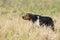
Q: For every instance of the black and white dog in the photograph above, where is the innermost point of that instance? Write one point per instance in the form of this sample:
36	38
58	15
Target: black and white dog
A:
39	20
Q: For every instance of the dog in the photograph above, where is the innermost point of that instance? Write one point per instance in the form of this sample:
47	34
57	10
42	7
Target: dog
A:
39	20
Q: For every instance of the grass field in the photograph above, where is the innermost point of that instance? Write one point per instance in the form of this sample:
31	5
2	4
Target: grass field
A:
13	27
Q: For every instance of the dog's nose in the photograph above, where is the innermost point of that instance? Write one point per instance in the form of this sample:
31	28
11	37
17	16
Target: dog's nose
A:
23	17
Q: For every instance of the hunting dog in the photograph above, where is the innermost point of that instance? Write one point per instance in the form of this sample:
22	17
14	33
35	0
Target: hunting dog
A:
39	20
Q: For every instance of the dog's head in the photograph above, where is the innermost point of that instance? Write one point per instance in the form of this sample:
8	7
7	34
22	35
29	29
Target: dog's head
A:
27	16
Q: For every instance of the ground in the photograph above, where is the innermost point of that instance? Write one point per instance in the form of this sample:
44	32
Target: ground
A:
13	27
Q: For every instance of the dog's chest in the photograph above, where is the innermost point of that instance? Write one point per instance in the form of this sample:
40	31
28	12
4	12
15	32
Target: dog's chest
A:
36	23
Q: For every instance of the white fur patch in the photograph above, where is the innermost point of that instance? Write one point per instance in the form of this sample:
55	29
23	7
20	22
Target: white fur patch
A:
37	24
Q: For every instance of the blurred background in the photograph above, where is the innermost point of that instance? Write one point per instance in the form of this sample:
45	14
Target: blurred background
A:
13	27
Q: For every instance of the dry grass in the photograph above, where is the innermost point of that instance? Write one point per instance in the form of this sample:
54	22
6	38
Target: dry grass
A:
13	27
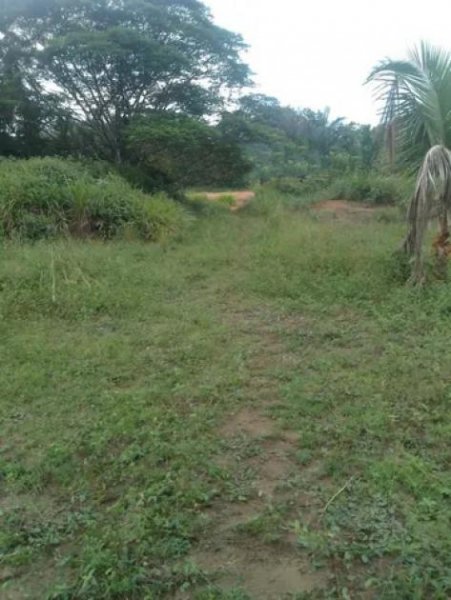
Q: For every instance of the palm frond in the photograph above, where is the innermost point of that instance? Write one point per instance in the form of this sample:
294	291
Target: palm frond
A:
415	95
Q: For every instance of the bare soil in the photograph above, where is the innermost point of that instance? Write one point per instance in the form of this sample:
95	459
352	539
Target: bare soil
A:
266	566
343	210
241	198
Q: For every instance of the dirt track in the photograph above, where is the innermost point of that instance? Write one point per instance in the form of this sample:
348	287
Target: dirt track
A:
241	198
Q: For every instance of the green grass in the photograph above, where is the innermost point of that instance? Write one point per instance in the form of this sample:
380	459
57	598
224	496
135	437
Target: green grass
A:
119	361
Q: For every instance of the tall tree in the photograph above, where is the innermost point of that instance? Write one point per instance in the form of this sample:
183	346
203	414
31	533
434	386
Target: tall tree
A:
416	101
111	60
416	96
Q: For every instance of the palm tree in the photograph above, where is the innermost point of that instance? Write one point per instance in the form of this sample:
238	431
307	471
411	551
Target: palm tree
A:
416	96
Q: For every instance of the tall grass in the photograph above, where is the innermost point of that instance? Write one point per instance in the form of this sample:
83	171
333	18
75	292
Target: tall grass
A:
47	197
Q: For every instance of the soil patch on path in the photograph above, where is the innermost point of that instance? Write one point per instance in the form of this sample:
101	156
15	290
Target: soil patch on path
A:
249	542
241	198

Work required
Copy all of the records above word for word, without the pictures.

Task result
Q: For every instance of the black and white dog in the photograph above, where is the innermost point of that instance? Write one point per instance in the form of this sample:
36	38
58	15
Target: black and white dog
A:
39	20
Q: For every instance of the dog in the photograph above, where is the innermost point of that instance? Write one point per instance in the form of this sample:
47	34
57	10
42	7
Target: dog
A:
39	20
Q: For every instance of the grass field in the photograph above, where is the innermost point of that instance? Write one point per instance in the form of this sample:
31	5
2	4
Target: grass field
A:
13	27
Q: For every instance of the dog's nose in the photograph above, where is the innermost point of that instance? Write one point per instance in the form of this sample:
31	28
11	37
17	16
Target: dog's nose
A:
23	17
Q: For every instance of the hunting dog in the photograph above, where is the innermost point of that instance? Write one point per instance in the form of this sample:
22	17
14	33
35	0
Target: hunting dog
A:
39	20
Q: For every instance of the dog's head in the photograph above, where is the innermost point of that instance? Write one point per instance in the form of this sample:
8	7
7	34
22	35
29	29
Target: dog's head
A:
27	16
Q: For every instance of the ground in the photograph above, where is the innermost point of that instance? Write one point per instance in the form of this sample:
44	32
Target: ground
A:
13	27
Q: For every instance of the dog's chest in the photograph above, where is the innermost point of that instance? Write one point per instance in the form of this sample:
40	31
28	12
4	12
15	32
Target: dog's chest
A:
36	23
Q: For every instance of the white fur patch in the photograph above, where is the innermost point of that instance? Write one point per instance in the form of this sample:
55	29
23	7
20	22
Target: white fur patch
A:
37	24
Q: For every instance of the blurred background in the photograph above, where is the innermost point of that instance? Write one point per instance in the form of this sample:
45	14
Target: blurred background
A:
13	27
Q: For every instance of the dry grass in the photograph above, where is the innermost point of that instance? Write one point per instance in the form of this sample:
54	22
6	38
Target: dry grass
A:
13	27
Q: For every instance of the palm frond in the photograph above, where is the innermost point of that instance? Write one point per instance in the form of this sample:
294	291
Target: palm frond
A:
415	95
Q: For every instance of the bare soil in the photograph above, where is the innermost point of that instance? Write one point per instance in the form of this sample:
95	459
352	539
Target: bare soil
A:
266	566
343	210
241	198
Q: For every instance of the dirt track in the photograph above, where is the innermost point of that instance? Write one point per instance in the form of this sample:
348	287
Target: dirt track
A:
241	198
Q: For every instance of the green grass in the photograph above, where is the innermost point of that instance? Write one point per instance in the form of this sample:
380	459
57	598
224	496
135	437
Target: green grass
A:
119	361
Q: For every instance of the tall tree in the photograph above, where is the innermost point of that instance? Write one point per instance in the form of this sample:
183	346
203	414
31	533
434	386
Target: tall tree
A:
416	101
111	60
416	96
Q: For every instance of the palm tree in the photograph above, where is the innermost point of that instance? Write one point per instance in the form of this sample:
238	431
307	471
411	551
Target: palm tree
A:
416	96
Q: For every instance of the tall grass in the photograph above, where is the innermost point of that instance? Write one point per instance in the form of this sample:
83	171
333	18
75	292
Target: tall grass
A:
47	197
Q: For every instance of the soil patch on path in the photograph above, where is the innermost point of that instance? Write one point per instance in the form of this sample:
101	156
15	290
Target: soil patch on path
A:
249	542
241	198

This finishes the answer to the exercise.